State how many lines of the material below contain the string "item". Provide only the number.

> _DATA FOR THIS TASK_
..............................

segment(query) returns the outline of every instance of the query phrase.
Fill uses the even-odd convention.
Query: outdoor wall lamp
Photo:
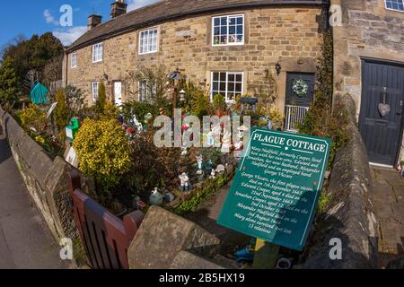
[[[277,74],[279,75],[280,72],[282,71],[282,66],[279,64],[279,61],[275,65],[275,69],[277,70]]]

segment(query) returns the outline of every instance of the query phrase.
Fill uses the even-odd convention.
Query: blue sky
[[[88,15],[102,15],[102,22],[110,19],[110,4],[114,0],[21,0],[2,1],[0,10],[0,48],[19,35],[31,38],[33,34],[51,31],[65,45],[71,44],[86,30]],[[158,0],[127,0],[128,10],[157,2]],[[73,26],[61,27],[60,7],[73,8]]]

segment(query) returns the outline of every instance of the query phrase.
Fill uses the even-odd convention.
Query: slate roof
[[[329,0],[162,0],[110,20],[85,32],[66,48],[72,52],[98,41],[162,22],[186,16],[271,5],[327,4]]]

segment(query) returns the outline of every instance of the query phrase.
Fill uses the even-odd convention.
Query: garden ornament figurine
[[[175,200],[175,196],[169,190],[164,191],[164,200],[168,203],[171,203]]]
[[[183,172],[180,177],[180,191],[189,191],[190,190],[190,185],[189,185],[189,178],[188,177],[188,174]]]
[[[181,147],[181,156],[187,156],[188,154],[188,148],[186,146]]]
[[[143,126],[142,124],[137,120],[136,118],[136,115],[133,115],[133,123],[135,124],[135,126],[136,126],[137,129],[137,133],[142,133],[143,132]]]
[[[223,164],[219,164],[216,168],[216,172],[220,174],[224,174],[226,170],[226,168]]]
[[[227,131],[224,133],[223,136],[223,143],[222,143],[223,153],[230,152],[231,143],[232,143],[232,133],[230,131]]]
[[[212,172],[210,173],[210,178],[215,179],[216,178],[216,170],[212,169]]]
[[[213,132],[207,134],[207,146],[213,147],[215,145],[215,136]]]
[[[150,204],[152,205],[162,205],[162,196],[159,192],[159,188],[154,187],[150,196]]]
[[[198,171],[197,174],[198,176],[200,176],[201,174],[203,174],[203,161],[204,161],[204,158],[202,157],[202,155],[197,155],[197,163],[198,163]]]

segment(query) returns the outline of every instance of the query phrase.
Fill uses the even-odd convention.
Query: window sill
[[[146,52],[146,53],[139,53],[139,56],[143,56],[143,55],[150,55],[150,54],[157,54],[158,51],[153,51],[153,52]]]
[[[235,43],[235,44],[212,44],[212,47],[233,47],[233,46],[244,46],[244,43]]]
[[[398,13],[404,13],[404,11],[401,10],[396,10],[396,9],[391,9],[391,8],[386,8],[387,11],[392,11],[392,12],[398,12]]]

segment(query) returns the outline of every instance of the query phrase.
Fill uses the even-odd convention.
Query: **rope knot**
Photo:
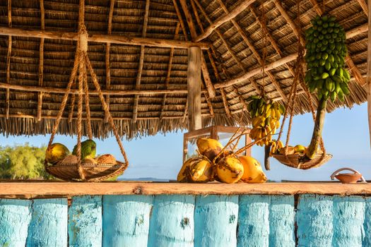
[[[78,30],[78,49],[83,52],[88,52],[88,31],[85,25],[81,25]]]

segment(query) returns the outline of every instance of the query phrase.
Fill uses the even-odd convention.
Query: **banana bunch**
[[[285,112],[285,107],[271,100],[266,101],[259,96],[252,96],[247,105],[247,110],[252,117],[252,129],[249,136],[252,139],[259,140],[259,146],[269,145],[272,140],[272,135],[280,126],[281,114]]]
[[[305,31],[307,71],[305,80],[318,99],[344,100],[349,94],[349,72],[345,68],[346,32],[333,16],[316,16]]]

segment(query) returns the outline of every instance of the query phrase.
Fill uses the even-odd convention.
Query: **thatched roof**
[[[8,35],[17,28],[76,33],[78,0],[12,0],[11,16],[8,15],[9,1],[0,1],[0,28],[11,26],[11,30],[3,28],[0,32],[0,133],[50,133],[72,69],[76,42],[71,40],[73,37],[70,40],[44,40],[20,37],[25,35],[22,30],[11,38]],[[325,1],[326,11],[334,16],[347,32],[350,55],[347,64],[348,68],[351,68],[353,76],[351,95],[344,103],[330,102],[329,111],[341,106],[351,107],[353,104],[366,100],[364,78],[367,67],[367,18],[364,1]],[[241,114],[242,124],[249,124],[245,100],[258,95],[263,88],[269,98],[284,103],[293,83],[298,35],[304,36],[310,20],[322,8],[322,1],[301,1],[300,30],[296,20],[297,1],[293,0],[147,2],[148,19],[145,0],[86,0],[85,23],[89,35],[107,35],[110,32],[112,35],[129,37],[190,42],[211,31],[201,42],[210,44],[208,49],[203,49],[203,54],[216,95],[211,98],[205,87],[203,89],[201,112],[204,126],[234,125],[241,119]],[[181,4],[184,2],[188,13],[184,12],[184,4]],[[220,24],[218,21],[223,20],[228,12],[233,11],[240,13],[221,25],[216,25],[217,28],[212,28],[214,24]],[[189,19],[186,18],[187,14],[191,17]],[[263,42],[261,25],[264,18],[268,46]],[[194,24],[195,30],[192,31],[189,19]],[[146,28],[144,30],[143,26]],[[108,49],[107,43],[100,42],[90,42],[88,47],[89,57],[101,88],[106,90],[106,95],[110,95],[110,109],[119,134],[133,137],[187,128],[187,50],[184,47],[172,49],[158,44],[141,47],[143,44],[141,43],[142,40],[133,40],[136,42],[135,44],[127,44],[129,42],[112,42]],[[182,45],[184,44],[189,43]],[[271,69],[266,70],[264,78],[259,68],[263,63],[264,47],[265,64]],[[109,63],[106,61],[107,51]],[[288,62],[285,64],[286,61]],[[108,66],[110,72],[107,72]],[[139,72],[140,67],[143,67],[141,73]],[[244,75],[248,76],[243,77],[243,80],[231,80]],[[357,80],[354,79],[355,75]],[[136,90],[135,95],[132,90]],[[157,92],[146,93],[151,91]],[[317,104],[315,97],[312,100]],[[72,107],[72,102],[73,97],[70,97],[58,130],[59,133],[76,133],[76,106]],[[97,95],[91,95],[90,106],[95,135],[107,136],[110,128],[105,121]],[[295,113],[309,110],[308,99],[305,94],[300,93]],[[71,115],[70,119],[69,114]],[[133,121],[134,115],[136,115],[136,121]]]

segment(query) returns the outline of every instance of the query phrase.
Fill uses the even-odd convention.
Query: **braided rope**
[[[100,90],[100,86],[99,85],[99,83],[97,79],[97,76],[95,75],[95,73],[94,72],[94,70],[91,65],[89,57],[88,56],[88,54],[86,52],[83,52],[83,56],[85,56],[85,61],[86,63],[86,66],[88,66],[88,69],[89,70],[89,73],[90,74],[93,78],[93,83],[94,83],[94,85],[95,86],[95,89],[97,90],[100,101],[102,102],[103,109],[105,110],[105,114],[108,116],[108,122],[111,125],[111,128],[112,128],[112,132],[114,135],[114,137],[116,138],[116,140],[117,141],[117,144],[119,145],[119,147],[120,148],[121,153],[122,154],[122,156],[124,157],[124,159],[125,160],[125,166],[126,167],[127,167],[127,166],[129,165],[129,160],[127,159],[125,150],[124,150],[124,147],[122,146],[122,143],[121,143],[121,140],[119,138],[119,134],[117,133],[117,129],[116,128],[116,126],[113,121],[113,119],[111,115],[111,113],[110,112],[108,109],[108,106],[107,105],[107,103],[105,102],[105,97],[102,94],[102,91]]]

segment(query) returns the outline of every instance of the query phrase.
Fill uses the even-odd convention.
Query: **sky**
[[[293,119],[290,145],[309,145],[314,122],[310,114],[295,116]],[[287,124],[286,124],[287,127]],[[128,141],[123,140],[129,166],[122,179],[155,178],[176,179],[182,163],[183,132],[158,134]],[[287,132],[283,133],[283,140]],[[367,103],[353,108],[339,108],[326,114],[323,139],[326,152],[333,158],[319,168],[300,170],[279,163],[271,158],[271,170],[265,171],[269,179],[273,181],[326,181],[335,170],[351,167],[360,171],[366,179],[371,179],[371,149],[368,132]],[[10,136],[0,135],[0,145],[29,143],[31,145],[47,145],[49,135]],[[84,140],[84,139],[83,139]],[[95,140],[97,153],[111,153],[123,160],[114,138]],[[54,142],[64,143],[71,150],[77,138],[57,135]],[[252,157],[264,167],[264,147],[254,146]]]

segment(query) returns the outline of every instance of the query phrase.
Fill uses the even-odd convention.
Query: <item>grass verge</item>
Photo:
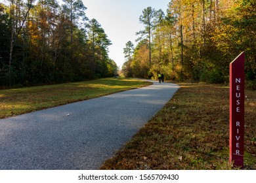
[[[0,118],[89,99],[151,84],[124,78],[104,78],[0,90]]]
[[[100,169],[232,169],[229,88],[181,84],[165,106]],[[245,91],[246,169],[256,169],[256,92]]]

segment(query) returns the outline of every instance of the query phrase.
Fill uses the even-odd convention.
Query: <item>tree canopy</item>
[[[78,81],[117,73],[108,56],[111,41],[96,20],[88,20],[83,1],[59,3],[0,3],[0,86]]]
[[[145,8],[139,17],[145,29],[137,35],[147,36],[124,63],[125,75],[146,73],[150,78],[161,72],[167,79],[228,82],[229,63],[244,51],[247,80],[256,84],[255,5],[254,0],[171,0],[165,14]]]

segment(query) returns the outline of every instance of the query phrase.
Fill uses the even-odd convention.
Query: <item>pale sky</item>
[[[109,56],[120,68],[125,61],[123,48],[131,41],[135,46],[139,36],[136,32],[143,29],[139,18],[144,8],[151,7],[166,13],[170,0],[82,0],[87,10],[87,16],[96,19],[104,29],[112,44]]]

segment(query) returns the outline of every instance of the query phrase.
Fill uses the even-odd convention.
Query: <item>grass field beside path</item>
[[[229,88],[179,84],[180,89],[101,169],[232,169]],[[245,91],[245,169],[256,169],[256,92]]]
[[[152,84],[134,79],[86,82],[0,90],[0,118],[95,98]]]

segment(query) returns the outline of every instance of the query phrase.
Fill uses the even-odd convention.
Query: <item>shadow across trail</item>
[[[0,169],[97,169],[172,97],[159,84],[0,120]]]

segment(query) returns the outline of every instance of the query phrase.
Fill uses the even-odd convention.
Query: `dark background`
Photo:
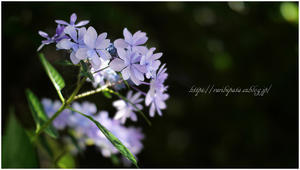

..............................

> _ANSWER BELOW_
5